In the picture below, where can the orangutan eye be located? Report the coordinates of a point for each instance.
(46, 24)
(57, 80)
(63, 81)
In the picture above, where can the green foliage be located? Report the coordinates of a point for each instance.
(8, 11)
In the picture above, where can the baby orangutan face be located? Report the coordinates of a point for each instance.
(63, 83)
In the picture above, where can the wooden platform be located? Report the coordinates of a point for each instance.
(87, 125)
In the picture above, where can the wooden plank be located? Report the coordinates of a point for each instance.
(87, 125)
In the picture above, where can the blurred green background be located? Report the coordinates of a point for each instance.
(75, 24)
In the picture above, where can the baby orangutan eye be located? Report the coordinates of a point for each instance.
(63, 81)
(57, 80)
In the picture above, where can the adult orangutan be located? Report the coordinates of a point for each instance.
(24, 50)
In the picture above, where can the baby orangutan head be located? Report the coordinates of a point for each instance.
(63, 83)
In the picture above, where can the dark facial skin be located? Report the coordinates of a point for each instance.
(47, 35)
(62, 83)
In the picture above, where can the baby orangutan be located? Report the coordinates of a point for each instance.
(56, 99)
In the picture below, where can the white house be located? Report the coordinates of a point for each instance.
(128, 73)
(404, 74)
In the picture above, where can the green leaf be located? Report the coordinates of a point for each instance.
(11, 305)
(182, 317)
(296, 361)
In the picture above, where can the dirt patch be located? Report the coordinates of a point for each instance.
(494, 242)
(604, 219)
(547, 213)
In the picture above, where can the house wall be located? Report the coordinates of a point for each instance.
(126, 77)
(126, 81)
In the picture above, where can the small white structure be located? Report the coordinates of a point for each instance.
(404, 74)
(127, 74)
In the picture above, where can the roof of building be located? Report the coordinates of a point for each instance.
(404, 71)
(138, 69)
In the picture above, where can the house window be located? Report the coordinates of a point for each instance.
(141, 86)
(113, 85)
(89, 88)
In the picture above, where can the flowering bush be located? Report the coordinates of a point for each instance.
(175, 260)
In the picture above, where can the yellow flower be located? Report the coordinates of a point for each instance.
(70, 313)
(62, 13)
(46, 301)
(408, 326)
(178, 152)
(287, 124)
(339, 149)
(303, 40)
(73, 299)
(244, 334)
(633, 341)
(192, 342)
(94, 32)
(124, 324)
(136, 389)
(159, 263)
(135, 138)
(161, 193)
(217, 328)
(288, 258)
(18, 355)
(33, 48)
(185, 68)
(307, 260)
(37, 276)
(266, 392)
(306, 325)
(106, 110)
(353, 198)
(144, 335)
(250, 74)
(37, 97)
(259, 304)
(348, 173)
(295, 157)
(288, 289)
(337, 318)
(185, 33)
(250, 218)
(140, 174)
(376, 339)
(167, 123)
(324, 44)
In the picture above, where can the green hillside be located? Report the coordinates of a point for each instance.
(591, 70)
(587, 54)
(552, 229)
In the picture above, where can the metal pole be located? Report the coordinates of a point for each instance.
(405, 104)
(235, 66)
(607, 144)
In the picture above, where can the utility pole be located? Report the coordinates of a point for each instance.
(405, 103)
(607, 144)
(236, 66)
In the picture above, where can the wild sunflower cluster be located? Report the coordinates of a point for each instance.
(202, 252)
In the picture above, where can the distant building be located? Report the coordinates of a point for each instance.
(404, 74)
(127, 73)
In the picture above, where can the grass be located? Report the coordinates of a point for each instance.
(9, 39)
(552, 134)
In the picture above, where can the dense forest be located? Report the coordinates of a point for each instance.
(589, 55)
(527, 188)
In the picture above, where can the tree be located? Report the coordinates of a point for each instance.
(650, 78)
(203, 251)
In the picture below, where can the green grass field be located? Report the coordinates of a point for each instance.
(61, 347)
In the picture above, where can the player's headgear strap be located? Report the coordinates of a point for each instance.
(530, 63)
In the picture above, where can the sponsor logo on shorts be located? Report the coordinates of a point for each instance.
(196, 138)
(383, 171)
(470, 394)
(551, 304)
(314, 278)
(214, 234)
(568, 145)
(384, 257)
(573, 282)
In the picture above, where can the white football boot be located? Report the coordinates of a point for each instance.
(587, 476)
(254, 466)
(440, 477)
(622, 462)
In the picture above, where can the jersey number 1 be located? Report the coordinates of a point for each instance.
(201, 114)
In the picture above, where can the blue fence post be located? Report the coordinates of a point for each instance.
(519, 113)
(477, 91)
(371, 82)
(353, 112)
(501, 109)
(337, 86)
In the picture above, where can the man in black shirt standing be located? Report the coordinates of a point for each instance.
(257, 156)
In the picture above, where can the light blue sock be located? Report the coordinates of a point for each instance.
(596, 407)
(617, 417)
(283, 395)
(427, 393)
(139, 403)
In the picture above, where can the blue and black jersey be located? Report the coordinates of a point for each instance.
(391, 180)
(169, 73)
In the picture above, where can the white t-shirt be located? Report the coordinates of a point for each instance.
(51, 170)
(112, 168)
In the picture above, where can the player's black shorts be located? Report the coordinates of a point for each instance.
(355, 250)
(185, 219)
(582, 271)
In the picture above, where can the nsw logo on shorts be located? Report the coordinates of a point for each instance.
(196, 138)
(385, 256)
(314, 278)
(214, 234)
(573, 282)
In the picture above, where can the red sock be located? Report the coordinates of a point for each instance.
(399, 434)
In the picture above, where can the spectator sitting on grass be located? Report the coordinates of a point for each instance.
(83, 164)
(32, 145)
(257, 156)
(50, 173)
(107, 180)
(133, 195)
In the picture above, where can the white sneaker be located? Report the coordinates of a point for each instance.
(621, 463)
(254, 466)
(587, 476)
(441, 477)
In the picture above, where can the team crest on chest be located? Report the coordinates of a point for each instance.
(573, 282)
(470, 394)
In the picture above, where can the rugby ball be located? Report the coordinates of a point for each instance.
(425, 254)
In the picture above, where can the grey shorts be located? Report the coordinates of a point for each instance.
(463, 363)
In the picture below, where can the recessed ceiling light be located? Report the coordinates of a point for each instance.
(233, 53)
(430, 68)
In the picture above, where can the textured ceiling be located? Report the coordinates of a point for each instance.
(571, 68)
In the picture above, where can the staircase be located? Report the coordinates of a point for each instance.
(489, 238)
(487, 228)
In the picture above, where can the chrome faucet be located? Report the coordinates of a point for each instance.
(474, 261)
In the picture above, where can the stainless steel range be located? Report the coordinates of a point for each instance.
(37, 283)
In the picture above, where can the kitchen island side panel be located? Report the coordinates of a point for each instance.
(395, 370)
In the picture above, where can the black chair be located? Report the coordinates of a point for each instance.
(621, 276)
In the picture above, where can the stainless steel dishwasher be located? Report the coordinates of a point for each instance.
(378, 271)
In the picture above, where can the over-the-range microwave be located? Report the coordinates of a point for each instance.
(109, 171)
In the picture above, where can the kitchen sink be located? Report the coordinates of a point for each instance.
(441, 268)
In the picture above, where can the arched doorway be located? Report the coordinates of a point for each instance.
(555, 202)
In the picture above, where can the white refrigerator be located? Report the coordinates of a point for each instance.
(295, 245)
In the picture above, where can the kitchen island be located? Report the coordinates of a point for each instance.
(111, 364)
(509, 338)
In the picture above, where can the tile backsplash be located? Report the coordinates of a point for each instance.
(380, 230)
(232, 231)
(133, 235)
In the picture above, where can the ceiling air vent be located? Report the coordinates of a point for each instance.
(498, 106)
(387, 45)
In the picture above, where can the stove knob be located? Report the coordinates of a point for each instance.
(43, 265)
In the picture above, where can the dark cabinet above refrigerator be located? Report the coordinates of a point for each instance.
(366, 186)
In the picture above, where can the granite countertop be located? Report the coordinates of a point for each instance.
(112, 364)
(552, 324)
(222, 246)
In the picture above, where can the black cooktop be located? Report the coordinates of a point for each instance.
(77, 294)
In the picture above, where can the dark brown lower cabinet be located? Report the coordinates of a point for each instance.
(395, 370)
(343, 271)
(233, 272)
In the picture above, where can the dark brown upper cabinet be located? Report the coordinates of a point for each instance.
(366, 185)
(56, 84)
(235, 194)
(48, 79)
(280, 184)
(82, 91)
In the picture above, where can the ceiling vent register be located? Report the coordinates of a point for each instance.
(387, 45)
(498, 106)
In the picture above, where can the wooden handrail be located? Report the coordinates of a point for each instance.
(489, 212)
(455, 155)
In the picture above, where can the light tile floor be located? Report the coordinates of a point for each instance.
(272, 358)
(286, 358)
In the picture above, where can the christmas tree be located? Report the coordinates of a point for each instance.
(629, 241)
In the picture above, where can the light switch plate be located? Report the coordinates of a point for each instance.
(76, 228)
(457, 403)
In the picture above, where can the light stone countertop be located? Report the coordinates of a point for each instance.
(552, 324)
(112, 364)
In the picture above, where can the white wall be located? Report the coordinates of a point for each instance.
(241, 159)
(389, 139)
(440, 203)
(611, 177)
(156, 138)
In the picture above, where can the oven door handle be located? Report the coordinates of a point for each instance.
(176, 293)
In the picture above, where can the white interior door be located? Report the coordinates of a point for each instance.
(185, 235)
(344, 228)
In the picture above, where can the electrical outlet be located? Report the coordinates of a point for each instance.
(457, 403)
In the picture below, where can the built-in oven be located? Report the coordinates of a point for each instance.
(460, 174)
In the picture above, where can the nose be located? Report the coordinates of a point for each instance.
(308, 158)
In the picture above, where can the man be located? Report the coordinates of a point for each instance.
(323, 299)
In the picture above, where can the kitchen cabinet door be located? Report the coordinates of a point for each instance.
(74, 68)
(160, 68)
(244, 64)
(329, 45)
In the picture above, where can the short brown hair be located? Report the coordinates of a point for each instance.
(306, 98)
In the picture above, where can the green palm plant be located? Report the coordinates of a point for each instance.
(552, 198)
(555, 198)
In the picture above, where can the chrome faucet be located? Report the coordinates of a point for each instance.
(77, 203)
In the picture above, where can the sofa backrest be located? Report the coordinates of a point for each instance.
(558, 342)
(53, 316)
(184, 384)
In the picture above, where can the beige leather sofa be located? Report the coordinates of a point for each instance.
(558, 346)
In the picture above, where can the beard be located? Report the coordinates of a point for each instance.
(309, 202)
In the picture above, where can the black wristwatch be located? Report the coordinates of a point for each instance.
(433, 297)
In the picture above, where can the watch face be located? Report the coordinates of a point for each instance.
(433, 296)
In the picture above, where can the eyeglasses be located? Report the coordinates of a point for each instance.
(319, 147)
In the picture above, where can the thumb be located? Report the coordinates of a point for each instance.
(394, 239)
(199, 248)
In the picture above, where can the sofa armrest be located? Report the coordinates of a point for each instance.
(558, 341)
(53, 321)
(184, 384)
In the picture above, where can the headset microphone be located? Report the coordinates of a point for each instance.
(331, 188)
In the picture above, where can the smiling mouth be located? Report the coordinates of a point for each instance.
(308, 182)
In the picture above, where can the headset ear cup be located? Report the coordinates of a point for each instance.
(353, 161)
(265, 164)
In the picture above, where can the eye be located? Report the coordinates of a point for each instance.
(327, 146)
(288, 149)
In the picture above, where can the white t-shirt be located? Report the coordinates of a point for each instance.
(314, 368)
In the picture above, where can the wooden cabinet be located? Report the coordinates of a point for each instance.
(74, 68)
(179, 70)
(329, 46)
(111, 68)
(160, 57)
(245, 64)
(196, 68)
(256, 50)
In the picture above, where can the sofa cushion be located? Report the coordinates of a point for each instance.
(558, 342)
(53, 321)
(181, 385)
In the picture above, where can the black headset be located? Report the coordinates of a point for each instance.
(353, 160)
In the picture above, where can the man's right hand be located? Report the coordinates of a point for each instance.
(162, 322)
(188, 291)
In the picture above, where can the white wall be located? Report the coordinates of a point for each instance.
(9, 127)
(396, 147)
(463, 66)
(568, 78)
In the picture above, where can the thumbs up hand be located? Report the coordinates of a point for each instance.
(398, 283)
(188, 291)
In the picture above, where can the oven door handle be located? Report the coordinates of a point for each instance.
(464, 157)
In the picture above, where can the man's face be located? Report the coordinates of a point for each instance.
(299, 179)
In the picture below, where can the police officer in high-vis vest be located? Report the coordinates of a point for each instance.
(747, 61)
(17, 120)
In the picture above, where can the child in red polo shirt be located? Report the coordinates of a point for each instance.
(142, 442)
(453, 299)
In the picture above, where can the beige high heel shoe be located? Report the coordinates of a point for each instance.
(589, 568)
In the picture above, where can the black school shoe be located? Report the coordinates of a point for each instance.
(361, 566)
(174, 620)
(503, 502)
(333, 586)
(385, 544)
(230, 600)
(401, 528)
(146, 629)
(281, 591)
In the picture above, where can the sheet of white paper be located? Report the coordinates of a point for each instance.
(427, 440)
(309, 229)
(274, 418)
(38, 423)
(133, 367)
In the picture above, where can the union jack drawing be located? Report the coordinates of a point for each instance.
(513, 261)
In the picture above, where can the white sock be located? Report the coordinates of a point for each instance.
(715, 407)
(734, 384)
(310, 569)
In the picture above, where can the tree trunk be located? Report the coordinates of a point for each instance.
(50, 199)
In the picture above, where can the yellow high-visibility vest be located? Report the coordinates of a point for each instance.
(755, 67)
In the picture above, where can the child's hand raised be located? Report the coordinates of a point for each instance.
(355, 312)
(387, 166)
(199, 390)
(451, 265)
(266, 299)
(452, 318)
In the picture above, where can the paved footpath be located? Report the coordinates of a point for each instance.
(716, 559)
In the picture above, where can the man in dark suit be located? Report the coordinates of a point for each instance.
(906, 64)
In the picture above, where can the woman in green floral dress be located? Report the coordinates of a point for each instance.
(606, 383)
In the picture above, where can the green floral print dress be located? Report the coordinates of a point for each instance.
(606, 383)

--- --- ---

From the line with "In the picture above, where can the paved" through the last line of the records, set down every line exactly as written and leave out all others.

In the picture above, where can the paved footpath be located? Report the coordinates of a point for each instance.
(716, 559)
In the picture above, where can the man in dark suit be located? Report the coordinates of a point for each instance.
(906, 64)
In the picture above, where can the woman in green floral dress be located? Report the coordinates of a point for each instance.
(606, 383)
In the picture above, where can the green floral print dress be located? Report the coordinates of a point for each instance.
(606, 383)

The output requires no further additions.